**TRECHO SELECIONADO**
= = = = = = =
Parecer 446/2019
Texto Completo
Projeto de Lei Ordinária nº 273/2019, de autoria do Governador do Estado, e Emenda Aditiva nº 1/2019, de autoria do Deputado William Brígido
PROPOSIÇÃO QUE DISPÕE SOBRE A PROTEÇÃO DO CONSUMIDOR PERNAMBUCANO EM RELAÇÃO ÀS PRÁTICAS ABUSIVAS POR PARTE DE PRESTADORAS DE SERVIÇOS DE TELECOMUNICAÇÕES. MATÉRIA INSERTA NA ESFERA DE COMPETÊNCIA LEGISLATIVA CONCORRENTE DA UNIÃO, ESTADOS E DISTRITO FEDERAL PARA DISPOR SOBRE PRODUÇÃO E CONSUMO E SOBRE RESPONSABILIDADE POR DANO AO CONSUMIDOR (ART. 24, V E VIII, DA CONSTITUIÇÃO FEDERAL). INICIATIVA CONCORRENTE. INEXISTÊNCIA DE VÍCIOS DE INCONSTITUCIONALIDADE OU ILEGALIDADE. EMENDA ADITIVA Nº 01/2019, DE AUTORIA DO DEPUTADO WILLIAM BRÍGIDO, QUE TEM A FINALIDADE DE INCLUIR, NO ROL DE PRÁTICAS ABUSIVAS E LESIVAS AO CONSUMIDOR, A COBRANÇA DA TAXA DE VISITA TÉCNICA AOS CLIENTES. EXISTÊNCIA DE VÍCIOS DE INCONSTITUCIONALIDADE NA EMENDA ADITIVA Nº 01/2019 – COMPETÊNCIA PRIVATIVA DA UNIÃO PARA LEGISLAR SOBRE DIREITO CIVIL (ART. 21, I, CF/88). PELA APROVAÇÃO DO PROJETO DE LEI ORDINÁRIA Nº 273/2019, DE AUTORIA DO GOVERNADOR DO ESTADO, E PELA REJEIÇÃO DA EMENDA ADITIVA Nº 01/2019, DE AUTORIA DO DEPUTADO WILLIAM BRÍGIDO.
1. RELATÓRIO
Vem à Comissão de Constituição, Legislação e Justiça, para análise e emissão de parecer, o Projeto de Lei Ordinária n° 273/2019, de autoria do Governador do Estado, que visa criar medidas protetivas ao consumidor ao proibir a oferta e a comercialização de serviços de valor adicionado, digitais, complementares, suplementares ou qualquer outro, independentemente de sua denominação, de forma onerosa ao consumidor, quando agregados a planos de serviços de telecomunicações.
= = = = = = =
**EXTRATO DE DADOS**
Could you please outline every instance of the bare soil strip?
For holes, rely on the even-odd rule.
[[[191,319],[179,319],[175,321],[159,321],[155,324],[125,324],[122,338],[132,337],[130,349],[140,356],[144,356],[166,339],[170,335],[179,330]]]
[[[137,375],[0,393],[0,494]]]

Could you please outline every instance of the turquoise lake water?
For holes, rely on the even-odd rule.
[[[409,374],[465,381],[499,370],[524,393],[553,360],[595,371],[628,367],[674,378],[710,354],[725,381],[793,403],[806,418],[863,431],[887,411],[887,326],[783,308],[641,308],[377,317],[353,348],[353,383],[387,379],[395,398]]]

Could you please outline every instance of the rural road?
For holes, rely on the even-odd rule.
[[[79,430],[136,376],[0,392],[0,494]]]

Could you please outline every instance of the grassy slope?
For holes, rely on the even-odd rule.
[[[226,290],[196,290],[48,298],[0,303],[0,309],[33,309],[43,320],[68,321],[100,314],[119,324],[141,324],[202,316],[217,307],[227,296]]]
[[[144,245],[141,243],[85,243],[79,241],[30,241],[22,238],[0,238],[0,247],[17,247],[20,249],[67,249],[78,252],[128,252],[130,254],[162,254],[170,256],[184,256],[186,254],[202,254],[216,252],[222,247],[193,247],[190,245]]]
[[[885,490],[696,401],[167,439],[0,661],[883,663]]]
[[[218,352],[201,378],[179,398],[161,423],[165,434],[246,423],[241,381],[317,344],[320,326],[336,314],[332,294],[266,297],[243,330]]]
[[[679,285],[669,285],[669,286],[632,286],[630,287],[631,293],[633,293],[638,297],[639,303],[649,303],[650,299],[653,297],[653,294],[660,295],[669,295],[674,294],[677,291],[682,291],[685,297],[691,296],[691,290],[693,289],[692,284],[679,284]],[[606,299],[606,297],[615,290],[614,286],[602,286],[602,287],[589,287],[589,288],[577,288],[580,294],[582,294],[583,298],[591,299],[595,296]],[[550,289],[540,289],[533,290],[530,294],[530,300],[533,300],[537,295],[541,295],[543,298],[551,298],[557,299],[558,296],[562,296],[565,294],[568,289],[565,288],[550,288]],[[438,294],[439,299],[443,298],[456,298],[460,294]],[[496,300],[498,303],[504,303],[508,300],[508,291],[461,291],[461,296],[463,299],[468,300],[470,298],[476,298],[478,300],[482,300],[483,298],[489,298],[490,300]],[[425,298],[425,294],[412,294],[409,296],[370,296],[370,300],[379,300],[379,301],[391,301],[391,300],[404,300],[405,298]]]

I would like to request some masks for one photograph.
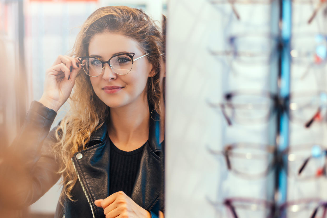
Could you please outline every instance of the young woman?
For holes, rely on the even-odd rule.
[[[14,143],[32,181],[17,205],[35,202],[61,176],[56,217],[163,217],[163,39],[141,10],[105,7],[89,17],[72,55],[47,70]],[[70,110],[49,133],[69,98]]]

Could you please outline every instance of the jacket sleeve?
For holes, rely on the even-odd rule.
[[[9,196],[4,195],[3,190],[0,193],[1,198],[6,198],[0,199],[5,207],[18,209],[29,206],[60,178],[52,149],[56,142],[55,128],[49,133],[57,114],[38,101],[32,102],[20,133],[9,149],[19,167],[6,161],[0,163],[1,175],[6,178],[3,189],[6,185],[11,186]]]

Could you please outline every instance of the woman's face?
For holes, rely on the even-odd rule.
[[[117,33],[106,32],[95,35],[89,45],[89,56],[108,61],[116,54],[132,52],[133,59],[145,54],[135,40]],[[134,62],[132,69],[127,74],[119,75],[106,63],[101,74],[90,76],[92,86],[96,95],[111,108],[118,108],[131,103],[147,101],[146,85],[148,77],[153,75],[152,65],[146,57]],[[115,86],[117,89],[110,89]]]

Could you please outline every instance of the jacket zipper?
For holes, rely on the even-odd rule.
[[[94,210],[93,210],[93,207],[92,206],[92,204],[91,203],[91,201],[90,200],[90,198],[89,197],[89,196],[87,195],[87,193],[86,193],[86,191],[85,190],[85,188],[84,188],[84,186],[82,183],[82,180],[81,179],[80,177],[79,177],[79,175],[78,174],[78,172],[77,172],[77,169],[75,166],[75,164],[74,163],[74,161],[73,160],[73,158],[71,159],[71,160],[72,163],[73,163],[73,166],[74,167],[74,169],[75,170],[75,172],[76,172],[76,174],[77,174],[77,177],[78,179],[78,181],[79,181],[79,183],[80,183],[81,186],[82,186],[82,189],[83,189],[83,191],[84,192],[84,194],[86,197],[87,201],[89,202],[89,204],[90,205],[90,207],[91,208],[91,211],[92,212],[92,215],[93,216],[93,218],[95,218],[95,216],[94,214]]]

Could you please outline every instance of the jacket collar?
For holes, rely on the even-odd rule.
[[[161,144],[160,143],[160,116],[153,107],[149,105],[150,112],[150,126],[149,128],[149,143],[150,148],[152,150],[162,150]],[[152,112],[152,113],[151,113]],[[108,135],[108,127],[106,122],[91,135],[90,140],[91,144],[92,141],[100,141],[104,142]]]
= = = = = = =
**TAREFA INDICADA 1**
Por favor, traduza para o inglês esta frase do parecer: "Vem à Comissão de Constituição, Legislação e Justiça, para análise e emissão de parecer, o Projeto de Lei Ordinária n° 273/2019, de autoria do Governador do Estado, que visa criar medidas protetivas ao consumidor ao proibir a oferta e a comercialização de serviços de valor adicionado, digitais, complementares, suplementares ou qualquer outro, independentemente de sua denominação, de forma onerosa ao consumidor, quando agregados a planos de serviços de telecomunicações."
**TAREFA INDICADA 2**
Imprima a parte do parecer que se abre com as palavras "1. RELATÓRIO" e se fecha com "planos de serviços de telecomunicações.".
Baseie-se somente no parecer, sem recorrer aos itens.

**RESULTADO ESPERADO 1**
Ordinary Bill No. 273/2019, authored by the State Governor, comes before the Committee on Constitution, Legislation and Justice for analysis and the issuance of an opinion; it seeks to create protective measures for consumers by prohibiting the offering and sale of value-added, digital, complementary, supplementary or any other services, regardless of what they are called, at a cost to the consumer, when bundled with telecommunications service plans.

**RESULTADO ESPERADO 2**
1. RELATÓRIO
Vem à Comissão de Constituição, Legislação e Justiça, para análise e emissão de parecer, o Projeto de Lei Ordinária n° 273/2019, de autoria do Governador do Estado, que visa criar medidas protetivas ao consumidor ao proibir a oferta e a comercialização de serviços de valor adicionado, digitais, complementares, suplementares ou qualquer outro, independentemente de sua denominação, de forma onerosa ao consumidor, quando agregados a planos de serviços de telecomunicações.